*** Entries supplied ***

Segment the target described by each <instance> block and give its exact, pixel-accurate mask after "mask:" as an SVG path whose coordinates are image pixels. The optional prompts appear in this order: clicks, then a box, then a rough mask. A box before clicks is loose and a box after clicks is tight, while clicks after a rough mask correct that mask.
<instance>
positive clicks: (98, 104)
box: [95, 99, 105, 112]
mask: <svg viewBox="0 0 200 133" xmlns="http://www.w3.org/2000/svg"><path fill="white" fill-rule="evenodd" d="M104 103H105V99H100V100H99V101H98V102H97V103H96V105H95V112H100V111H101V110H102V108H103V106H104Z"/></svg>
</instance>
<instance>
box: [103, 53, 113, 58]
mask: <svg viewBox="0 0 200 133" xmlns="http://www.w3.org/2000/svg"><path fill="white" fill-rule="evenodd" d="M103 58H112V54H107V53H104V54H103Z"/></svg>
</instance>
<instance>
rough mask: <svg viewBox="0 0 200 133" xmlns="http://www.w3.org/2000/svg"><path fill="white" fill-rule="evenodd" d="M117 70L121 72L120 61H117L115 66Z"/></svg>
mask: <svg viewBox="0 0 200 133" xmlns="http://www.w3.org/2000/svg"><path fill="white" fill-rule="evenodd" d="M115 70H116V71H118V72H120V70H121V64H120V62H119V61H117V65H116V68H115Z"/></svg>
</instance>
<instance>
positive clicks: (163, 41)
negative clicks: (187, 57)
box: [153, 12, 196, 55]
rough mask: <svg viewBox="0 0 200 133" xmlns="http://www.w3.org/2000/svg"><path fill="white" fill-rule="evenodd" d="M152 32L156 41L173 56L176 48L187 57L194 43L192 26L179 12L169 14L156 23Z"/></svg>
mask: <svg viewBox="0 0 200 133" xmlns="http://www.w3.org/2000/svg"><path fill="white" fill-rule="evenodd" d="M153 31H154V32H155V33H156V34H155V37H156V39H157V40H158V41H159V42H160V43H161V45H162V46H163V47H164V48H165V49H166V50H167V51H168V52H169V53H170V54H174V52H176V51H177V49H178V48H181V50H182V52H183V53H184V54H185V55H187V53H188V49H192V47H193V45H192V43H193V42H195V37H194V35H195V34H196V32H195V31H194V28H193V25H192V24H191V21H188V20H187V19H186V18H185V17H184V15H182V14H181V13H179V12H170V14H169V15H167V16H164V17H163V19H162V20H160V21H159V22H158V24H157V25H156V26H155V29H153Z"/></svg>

***

#### [Task]
Look above for the line holding "box: [95, 99, 105, 112]". Print it and every line after it, exactly, through the line holding "box: [153, 12, 196, 55]".

#### [Response to the task]
box: [95, 99, 105, 112]
mask: <svg viewBox="0 0 200 133" xmlns="http://www.w3.org/2000/svg"><path fill="white" fill-rule="evenodd" d="M104 103H105V99H100V100H99V101H98V102H97V103H96V105H95V112H100V111H101V110H102V108H103V106H104Z"/></svg>
</instance>
<instance>
box: [103, 53, 113, 58]
mask: <svg viewBox="0 0 200 133" xmlns="http://www.w3.org/2000/svg"><path fill="white" fill-rule="evenodd" d="M103 58H112V54H107V53H104V54H103Z"/></svg>
</instance>
<instance>
rough mask: <svg viewBox="0 0 200 133" xmlns="http://www.w3.org/2000/svg"><path fill="white" fill-rule="evenodd" d="M117 70L121 72L120 61H117L115 66Z"/></svg>
mask: <svg viewBox="0 0 200 133" xmlns="http://www.w3.org/2000/svg"><path fill="white" fill-rule="evenodd" d="M115 70H116V71H118V72H120V70H121V64H120V62H119V61H117V65H116V68H115Z"/></svg>
</instance>
<instance>
positive clicks: (163, 41)
negative clicks: (187, 57)
box: [153, 12, 196, 55]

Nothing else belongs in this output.